REQUIRED TASK 1 -
Answer these from the carpenters passage, one line each:
(a) In which century did stone become the construction material of choice for Parisians?
(b) Besides the industrial production of bricks and cement, what development disrupted local construction practices?
(c) During which decade did the ecological movement change attitudes?
REQUIRED TASK 2 -
Reproduce the carpenters passage between "In many parts" and "Academy of Architecture.", inclusive.
REQUIRED TASK 3 -
Render this sentence from the carpenters passage in French: "Engineers and their calculations tended to reduce the amounts of wood needed."

When carpenters meet

Carpenters' meeting Carpenters' meeting

In many parts of Europe, France especially, 20th-century industrial construction techniques have relegated wood construction to a lesser rank. In France, this process started in the 18th century when stone became the construction material of choice for Parisians. Styles were transmitted by architects trained at the Royal Academy of Architecture.
In the 19th and 20th centuries, industrial production of bricks and cement and the development of transportation disrupted local construction practices. Engineers and their calculations tended to reduce the amounts of wood needed.
The role of the carpenter, particularly in France, considerably diminished throughout the 20th century. Methods of transforming, shaping and tracing wood increasingly gave way to automated, machine-driven processes.

A cross-border network exists for exchange and for training craftspersons.

However, during the 1960s, the ecological movement brought about a change in attitudes. So-called natural and traditional materials worked in traditional ways came back into fashion. The rediscovery of manual techniques and non-industrial architecture brought the carpenter's skills into the real of heritage protection.

SUPPLIED ENTRIES -
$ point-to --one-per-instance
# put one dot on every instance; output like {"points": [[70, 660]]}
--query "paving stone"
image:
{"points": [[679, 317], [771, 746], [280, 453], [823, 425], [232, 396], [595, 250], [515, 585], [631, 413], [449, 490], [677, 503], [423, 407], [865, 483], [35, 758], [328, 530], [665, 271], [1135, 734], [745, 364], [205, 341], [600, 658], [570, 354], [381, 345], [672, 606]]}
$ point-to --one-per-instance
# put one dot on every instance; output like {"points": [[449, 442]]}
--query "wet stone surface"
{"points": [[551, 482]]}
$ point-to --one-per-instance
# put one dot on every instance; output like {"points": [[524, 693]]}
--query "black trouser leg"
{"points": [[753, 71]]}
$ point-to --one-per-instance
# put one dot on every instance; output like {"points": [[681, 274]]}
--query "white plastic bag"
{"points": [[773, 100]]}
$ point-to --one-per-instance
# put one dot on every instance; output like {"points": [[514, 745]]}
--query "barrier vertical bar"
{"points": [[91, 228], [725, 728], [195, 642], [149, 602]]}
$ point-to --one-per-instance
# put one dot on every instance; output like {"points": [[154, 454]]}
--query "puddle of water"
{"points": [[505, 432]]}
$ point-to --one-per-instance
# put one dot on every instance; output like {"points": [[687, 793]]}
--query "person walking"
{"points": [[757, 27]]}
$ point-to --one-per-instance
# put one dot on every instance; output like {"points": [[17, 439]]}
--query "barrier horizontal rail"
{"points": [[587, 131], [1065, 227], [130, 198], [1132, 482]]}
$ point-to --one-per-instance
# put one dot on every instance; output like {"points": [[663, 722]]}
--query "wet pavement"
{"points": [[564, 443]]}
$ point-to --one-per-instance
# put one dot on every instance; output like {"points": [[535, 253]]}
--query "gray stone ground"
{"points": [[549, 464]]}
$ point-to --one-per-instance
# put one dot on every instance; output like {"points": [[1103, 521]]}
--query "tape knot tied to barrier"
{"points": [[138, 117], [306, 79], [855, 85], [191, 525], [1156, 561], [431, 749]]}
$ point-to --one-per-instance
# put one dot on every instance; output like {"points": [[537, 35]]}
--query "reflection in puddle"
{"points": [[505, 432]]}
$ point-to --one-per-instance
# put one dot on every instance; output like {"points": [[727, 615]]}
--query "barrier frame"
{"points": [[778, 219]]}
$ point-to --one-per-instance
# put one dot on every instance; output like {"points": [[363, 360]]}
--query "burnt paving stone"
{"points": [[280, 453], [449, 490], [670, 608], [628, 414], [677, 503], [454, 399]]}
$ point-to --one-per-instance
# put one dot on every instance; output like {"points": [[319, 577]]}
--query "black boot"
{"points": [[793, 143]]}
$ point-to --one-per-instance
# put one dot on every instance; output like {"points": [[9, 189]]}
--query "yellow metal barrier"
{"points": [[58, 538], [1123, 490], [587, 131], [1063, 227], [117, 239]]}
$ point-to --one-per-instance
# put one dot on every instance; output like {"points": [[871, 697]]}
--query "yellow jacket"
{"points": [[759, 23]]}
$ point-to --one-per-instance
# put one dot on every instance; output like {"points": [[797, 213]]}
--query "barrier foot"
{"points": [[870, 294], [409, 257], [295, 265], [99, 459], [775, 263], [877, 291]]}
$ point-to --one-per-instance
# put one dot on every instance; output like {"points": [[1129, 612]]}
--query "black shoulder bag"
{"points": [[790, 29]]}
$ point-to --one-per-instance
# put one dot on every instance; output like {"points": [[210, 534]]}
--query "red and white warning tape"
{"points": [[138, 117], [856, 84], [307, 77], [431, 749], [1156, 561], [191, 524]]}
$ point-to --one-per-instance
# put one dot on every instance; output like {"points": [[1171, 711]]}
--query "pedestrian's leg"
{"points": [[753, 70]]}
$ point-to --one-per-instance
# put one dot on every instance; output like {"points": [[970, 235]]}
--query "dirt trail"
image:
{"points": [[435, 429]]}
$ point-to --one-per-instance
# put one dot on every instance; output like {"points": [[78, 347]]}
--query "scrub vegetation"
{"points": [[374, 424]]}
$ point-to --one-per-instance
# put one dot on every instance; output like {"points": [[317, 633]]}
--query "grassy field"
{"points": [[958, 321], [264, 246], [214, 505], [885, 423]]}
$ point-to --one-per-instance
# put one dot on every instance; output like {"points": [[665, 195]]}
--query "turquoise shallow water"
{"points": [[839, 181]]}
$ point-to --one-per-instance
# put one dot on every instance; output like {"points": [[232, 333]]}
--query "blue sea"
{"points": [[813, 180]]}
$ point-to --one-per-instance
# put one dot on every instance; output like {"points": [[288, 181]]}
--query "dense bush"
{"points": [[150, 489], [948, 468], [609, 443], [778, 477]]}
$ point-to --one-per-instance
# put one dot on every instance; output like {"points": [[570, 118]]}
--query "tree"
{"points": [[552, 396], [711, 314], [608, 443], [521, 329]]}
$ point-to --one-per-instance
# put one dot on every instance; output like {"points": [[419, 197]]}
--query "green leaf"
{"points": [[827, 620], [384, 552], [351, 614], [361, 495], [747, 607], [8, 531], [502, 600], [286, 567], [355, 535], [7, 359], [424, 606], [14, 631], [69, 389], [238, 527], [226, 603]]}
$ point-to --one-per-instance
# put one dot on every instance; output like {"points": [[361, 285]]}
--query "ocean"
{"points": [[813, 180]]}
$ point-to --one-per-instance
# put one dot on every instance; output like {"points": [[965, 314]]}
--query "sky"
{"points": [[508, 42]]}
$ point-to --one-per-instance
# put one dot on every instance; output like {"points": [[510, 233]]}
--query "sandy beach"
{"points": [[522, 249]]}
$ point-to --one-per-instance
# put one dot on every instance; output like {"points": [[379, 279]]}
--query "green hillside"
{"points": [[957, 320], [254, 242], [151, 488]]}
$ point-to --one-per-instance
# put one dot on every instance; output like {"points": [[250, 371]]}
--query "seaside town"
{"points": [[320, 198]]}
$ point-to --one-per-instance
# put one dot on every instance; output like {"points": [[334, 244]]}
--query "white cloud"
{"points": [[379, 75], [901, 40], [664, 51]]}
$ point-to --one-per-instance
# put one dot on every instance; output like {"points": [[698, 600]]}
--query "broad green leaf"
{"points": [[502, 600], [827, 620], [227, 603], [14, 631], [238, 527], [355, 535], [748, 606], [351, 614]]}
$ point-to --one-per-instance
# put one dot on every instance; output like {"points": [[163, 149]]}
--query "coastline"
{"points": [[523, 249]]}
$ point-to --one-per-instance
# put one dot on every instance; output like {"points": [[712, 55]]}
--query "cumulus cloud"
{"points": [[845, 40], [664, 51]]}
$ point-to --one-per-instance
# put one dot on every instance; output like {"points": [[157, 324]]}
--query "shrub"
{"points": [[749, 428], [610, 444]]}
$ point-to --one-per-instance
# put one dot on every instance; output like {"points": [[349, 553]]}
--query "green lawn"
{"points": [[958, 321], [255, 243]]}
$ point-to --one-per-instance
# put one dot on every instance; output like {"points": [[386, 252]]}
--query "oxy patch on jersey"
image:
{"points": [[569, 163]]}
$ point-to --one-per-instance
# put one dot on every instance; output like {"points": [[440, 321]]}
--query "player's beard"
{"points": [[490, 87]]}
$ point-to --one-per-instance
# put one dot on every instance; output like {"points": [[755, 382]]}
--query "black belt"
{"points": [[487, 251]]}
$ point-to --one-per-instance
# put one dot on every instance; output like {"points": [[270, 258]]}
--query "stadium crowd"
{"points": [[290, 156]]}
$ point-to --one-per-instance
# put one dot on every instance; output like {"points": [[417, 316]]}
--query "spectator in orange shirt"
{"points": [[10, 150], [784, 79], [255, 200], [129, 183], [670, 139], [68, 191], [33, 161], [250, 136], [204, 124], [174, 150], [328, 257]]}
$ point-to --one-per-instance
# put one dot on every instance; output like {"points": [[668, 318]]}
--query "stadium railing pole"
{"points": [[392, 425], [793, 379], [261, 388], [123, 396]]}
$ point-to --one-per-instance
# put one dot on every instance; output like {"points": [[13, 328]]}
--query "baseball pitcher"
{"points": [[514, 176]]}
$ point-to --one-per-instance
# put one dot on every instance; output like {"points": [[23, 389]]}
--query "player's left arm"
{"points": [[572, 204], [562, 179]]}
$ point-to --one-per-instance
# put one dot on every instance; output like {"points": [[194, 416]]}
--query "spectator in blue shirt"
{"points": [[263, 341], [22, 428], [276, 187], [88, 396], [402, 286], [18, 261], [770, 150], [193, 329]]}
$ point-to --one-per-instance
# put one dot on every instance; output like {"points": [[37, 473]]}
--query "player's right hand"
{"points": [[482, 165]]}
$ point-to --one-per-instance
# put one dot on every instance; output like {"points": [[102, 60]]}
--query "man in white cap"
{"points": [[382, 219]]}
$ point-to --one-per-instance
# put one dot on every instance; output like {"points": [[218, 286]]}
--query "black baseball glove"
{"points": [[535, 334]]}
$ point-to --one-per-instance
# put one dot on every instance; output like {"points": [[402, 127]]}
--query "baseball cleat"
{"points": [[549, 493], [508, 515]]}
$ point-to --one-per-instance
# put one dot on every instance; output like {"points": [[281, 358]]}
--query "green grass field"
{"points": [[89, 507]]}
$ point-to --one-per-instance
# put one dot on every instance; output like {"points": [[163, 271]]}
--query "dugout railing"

EXPECTED ANSWER 1 -
(a) The 18th century
(b) The development of transportation
(c) The 1960s

EXPECTED ANSWER 2 -
In many parts of Europe, France especially, 20th-century industrial construction techniques have relegated wood construction to a lesser rank. In France, this process started in the 18th century when stone became the construction material of choice for Parisians. Styles were transmitted by architects trained at the Royal Academy of Architecture.

EXPECTED ANSWER 3 -
Les ingénieurs et leurs calculs ont eu tendance à réduire les quantités de bois nécessaires.